• _REQUIRED ACTION_:
Retype, word for word, each line between the lines holding "Target: pale sand" and "Target: green shrub on dune", inclusive, and leave the rest of the data alone.

• _DATASET RECORDS_:
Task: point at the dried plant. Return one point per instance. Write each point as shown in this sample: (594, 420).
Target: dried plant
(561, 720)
* * *
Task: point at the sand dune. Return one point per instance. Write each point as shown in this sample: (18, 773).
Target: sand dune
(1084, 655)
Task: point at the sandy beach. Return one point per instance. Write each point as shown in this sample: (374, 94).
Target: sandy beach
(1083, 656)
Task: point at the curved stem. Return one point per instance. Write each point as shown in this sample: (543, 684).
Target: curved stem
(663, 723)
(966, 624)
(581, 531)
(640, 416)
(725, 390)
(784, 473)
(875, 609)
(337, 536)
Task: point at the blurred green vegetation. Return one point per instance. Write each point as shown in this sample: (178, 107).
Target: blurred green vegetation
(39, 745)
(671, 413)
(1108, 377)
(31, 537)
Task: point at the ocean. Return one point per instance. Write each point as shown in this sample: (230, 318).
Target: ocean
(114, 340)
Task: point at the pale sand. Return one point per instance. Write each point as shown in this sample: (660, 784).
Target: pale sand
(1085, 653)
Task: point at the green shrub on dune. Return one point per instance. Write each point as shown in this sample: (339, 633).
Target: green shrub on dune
==
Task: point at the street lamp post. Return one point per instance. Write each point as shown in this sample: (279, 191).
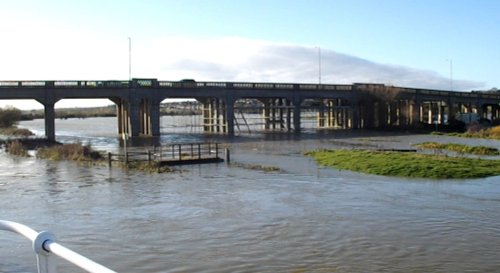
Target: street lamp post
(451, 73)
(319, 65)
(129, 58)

• _RESULT OF THIS TASK_:
Target: pale sand
(1085, 653)
Task: point at the green shrub on dune. Return one point per instance. Write each point as shown in this sample: (339, 633).
Target: green shrub on dune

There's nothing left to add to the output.